__Exercise aim__: Take the entries that follow and return exactly the lines from the one holding "Query: curb" through the one holding "Query: tram track", both included. Nothing else is needed.

__Study material__:
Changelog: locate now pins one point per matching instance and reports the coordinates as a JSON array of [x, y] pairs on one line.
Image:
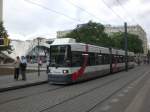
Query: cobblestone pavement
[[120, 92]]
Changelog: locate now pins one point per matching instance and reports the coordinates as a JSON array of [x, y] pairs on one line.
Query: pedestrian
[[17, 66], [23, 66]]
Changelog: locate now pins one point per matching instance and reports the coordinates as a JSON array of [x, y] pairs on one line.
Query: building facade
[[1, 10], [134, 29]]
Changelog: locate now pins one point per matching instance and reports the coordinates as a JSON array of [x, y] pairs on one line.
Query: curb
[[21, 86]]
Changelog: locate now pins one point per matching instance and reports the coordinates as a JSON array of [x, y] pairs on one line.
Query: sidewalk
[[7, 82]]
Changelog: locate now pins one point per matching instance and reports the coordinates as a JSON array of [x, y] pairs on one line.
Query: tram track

...

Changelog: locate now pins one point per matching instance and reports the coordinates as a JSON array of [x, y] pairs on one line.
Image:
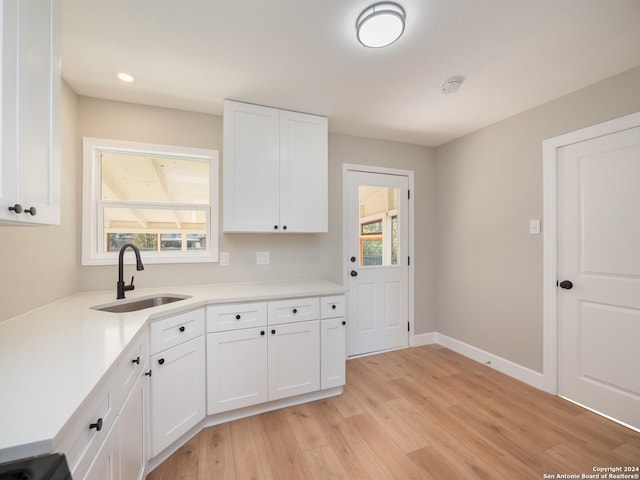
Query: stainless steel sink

==

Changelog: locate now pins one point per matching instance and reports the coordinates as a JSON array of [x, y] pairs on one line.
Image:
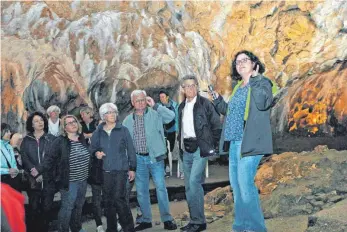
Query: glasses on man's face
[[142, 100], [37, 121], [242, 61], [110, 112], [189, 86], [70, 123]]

__The completed task__:
Query: curb
[[21, 86]]
Changelog: locate now pins one point per matching instance and reports the coordinates as a JSON array of [x, y] pairs on one line.
Query: sidewalk
[[7, 82]]
Changelog: locate now pins one point per matching instance and reports the coordinates as a JSON array of [x, y] pairs on one line.
Query: tram track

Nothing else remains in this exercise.